- **About this exercise**: Where does the string "test" occur in the records below? Copy every line that holds it.

Saved entries:
####
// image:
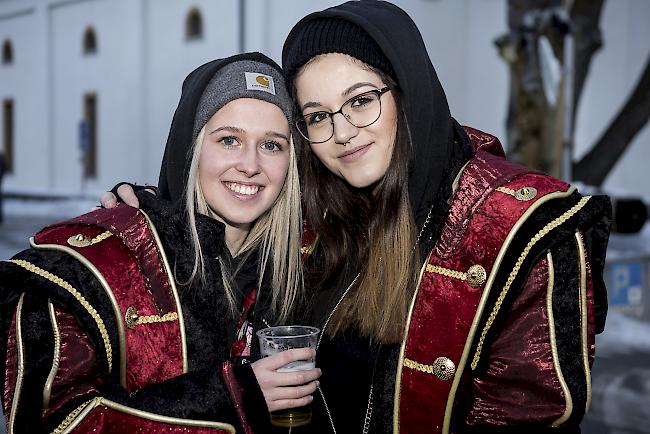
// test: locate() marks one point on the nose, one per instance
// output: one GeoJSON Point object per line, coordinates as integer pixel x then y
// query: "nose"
{"type": "Point", "coordinates": [343, 130]}
{"type": "Point", "coordinates": [249, 162]}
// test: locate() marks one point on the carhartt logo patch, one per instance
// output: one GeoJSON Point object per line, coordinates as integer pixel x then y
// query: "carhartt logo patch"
{"type": "Point", "coordinates": [258, 81]}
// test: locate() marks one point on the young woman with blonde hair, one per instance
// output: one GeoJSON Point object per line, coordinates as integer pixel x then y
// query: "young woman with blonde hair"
{"type": "Point", "coordinates": [142, 320]}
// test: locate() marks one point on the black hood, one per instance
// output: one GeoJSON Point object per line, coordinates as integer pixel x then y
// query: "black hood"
{"type": "Point", "coordinates": [177, 158]}
{"type": "Point", "coordinates": [432, 129]}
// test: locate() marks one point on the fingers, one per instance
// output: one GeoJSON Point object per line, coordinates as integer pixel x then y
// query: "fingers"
{"type": "Point", "coordinates": [276, 361]}
{"type": "Point", "coordinates": [108, 200]}
{"type": "Point", "coordinates": [125, 192]}
{"type": "Point", "coordinates": [284, 390]}
{"type": "Point", "coordinates": [292, 393]}
{"type": "Point", "coordinates": [283, 404]}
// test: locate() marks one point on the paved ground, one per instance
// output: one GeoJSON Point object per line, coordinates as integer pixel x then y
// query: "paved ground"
{"type": "Point", "coordinates": [621, 374]}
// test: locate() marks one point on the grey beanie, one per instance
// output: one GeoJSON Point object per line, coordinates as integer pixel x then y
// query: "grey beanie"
{"type": "Point", "coordinates": [243, 79]}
####
- **Answer box**:
// test: locate() marks one point on the nose, one per instance
// test: locate() marks one point on the carhartt logo patch, one per instance
// test: locate() marks one point on the young woman with blonde hair, one per instance
// test: locate() marks one point on the black hood, one per instance
// test: locate() marks one point on the fingers, one per instance
// test: locate() marks one point on the paved ground, one per instance
// test: locate() marks one point on the grey beanie, one per instance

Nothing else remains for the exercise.